* [SELECTION]
>>>>
= Guédiawaye Stormwater Channel =

Drainage infrastructure in Dakar, Senegal

The Guédiawaye Stormwater Channel (French: Canal d'évacuation des eaux pluviales de Guédiawaye) is a drainage infrastructure located in Guédiawaye, a suburban department of the Dakar Region in Senegal. The channel is a key component of the Peri-Urban Stormwater Management Program (Programme de Gestion des Eaux Pluviales Périurbaines) implemented to address chronic flooding in Dakar's densely populated suburbs.

== Background ==
Guédiawaye is one of the most densely populated areas in Senegal, with an estimated population of over 400,000 residents in a relatively small area. The department experiences severe flooding during the annual rainy season (July to October), characterized by intense, short-duration rainfall events.

Rapid urbanization since the 1970s, combined with inadequate drainage infrastructure and low-lying topography, has made Guédiawaye one of the most flood-prone areas in the Dakar metropolitan region.

== The PROGEP project ==
The Guédiawaye stormwater channel was constructed as part of the Projet de Gestion des Eaux Pluviales et d'adaptation au changement climatique (PROGEP), a major flood management initiative funded by the World Bank, the French Development Agency (AFD), and the Senegalese government.
<<<<
* [SUPPLIED INFORMATION]
>>>>
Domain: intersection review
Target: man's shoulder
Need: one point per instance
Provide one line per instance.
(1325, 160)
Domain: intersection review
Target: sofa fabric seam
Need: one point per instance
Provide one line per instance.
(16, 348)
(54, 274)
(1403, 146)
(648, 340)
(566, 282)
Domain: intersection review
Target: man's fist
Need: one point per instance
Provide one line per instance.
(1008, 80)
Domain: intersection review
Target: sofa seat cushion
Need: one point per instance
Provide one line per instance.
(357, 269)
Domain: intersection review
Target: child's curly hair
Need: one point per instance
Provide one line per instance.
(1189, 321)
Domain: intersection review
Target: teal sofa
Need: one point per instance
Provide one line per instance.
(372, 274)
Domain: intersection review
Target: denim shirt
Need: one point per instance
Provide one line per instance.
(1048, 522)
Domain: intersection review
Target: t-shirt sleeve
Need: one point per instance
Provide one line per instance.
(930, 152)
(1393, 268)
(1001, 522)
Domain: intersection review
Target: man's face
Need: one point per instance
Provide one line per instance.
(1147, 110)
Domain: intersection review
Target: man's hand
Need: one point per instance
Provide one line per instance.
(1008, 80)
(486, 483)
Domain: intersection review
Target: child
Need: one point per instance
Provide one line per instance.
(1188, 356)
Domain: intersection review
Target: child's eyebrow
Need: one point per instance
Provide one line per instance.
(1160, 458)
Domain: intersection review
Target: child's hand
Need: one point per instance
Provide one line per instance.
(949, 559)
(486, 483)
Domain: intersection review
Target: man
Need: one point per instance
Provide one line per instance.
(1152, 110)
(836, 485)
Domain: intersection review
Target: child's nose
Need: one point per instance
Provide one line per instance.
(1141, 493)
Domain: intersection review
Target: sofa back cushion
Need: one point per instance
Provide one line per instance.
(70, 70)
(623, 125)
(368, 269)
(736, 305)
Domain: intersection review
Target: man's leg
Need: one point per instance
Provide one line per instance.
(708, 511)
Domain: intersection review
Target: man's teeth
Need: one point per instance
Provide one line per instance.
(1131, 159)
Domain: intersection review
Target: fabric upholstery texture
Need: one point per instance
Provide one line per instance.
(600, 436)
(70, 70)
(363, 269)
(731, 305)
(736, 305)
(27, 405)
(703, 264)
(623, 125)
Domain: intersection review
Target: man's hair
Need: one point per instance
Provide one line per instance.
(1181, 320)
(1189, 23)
<<<<
* [WHAT YOU NEED TO DO]
• A. Answer these questions using the article on the Guédiawaye stormwater channel:
(i) Which months make up the annual rainy season in Guédiawaye?
(ii) Since which decade has rapid urbanization taken place there?
(iii) Which three funders of PROGEP does the article name?
• B. Carry on the article about the Guédiawaye stormwater channel, starting right after its final sentence.

* [TASK RESPONSES]
• A.
(i) July to October
(ii) The 1970s
(iii) The World Bank, the French Development Agency (AFD), and the Senegalese government

• B.
PROGEP, launched in 2012, aimed to reduce flood risk in peri-urban Dakar through:

- Construction of primary drainage channels and retention basins
- Rehabilitation of existing stormwater infrastructure
- Improvement of solid waste management to prevent channel blockages
- Community-based early warning systems

== Infrastructure design ==
The channel system in Guédiawaye consists of:

- Primary canals – Large-capacity concrete-lined channels that convey stormwater to the Atlantic Ocean via the Mbao and Malika natural outlets
- Secondary collectors – Smaller drains that collect runoff from individual neighborhoods
- Retention basins – Temporary water storage areas designed to reduce peak flows during heavy rainfall

The infrastructure is designed to handle rainfall events with return periods of up to 10 years, though extreme events continue to challenge system capacity.

== Challenges and flood events ==
Despite the PROGEP investments, Guédiawaye continues to experience flooding. Key challenges include:

- Sedimentation and sand accumulation in channels
- Solid waste disposal blocking drainage inlets
- Unauthorized construction on drainage easements
- Groundwater table rise in low-lying areas
- Increasing rainfall intensity potentially linked to climate change

In September 2020, heavy rains caused flooding affecting thousands of residents in Guédiawaye and neighboring Pikine, highlighting the ongoing vulnerability of the drainage system.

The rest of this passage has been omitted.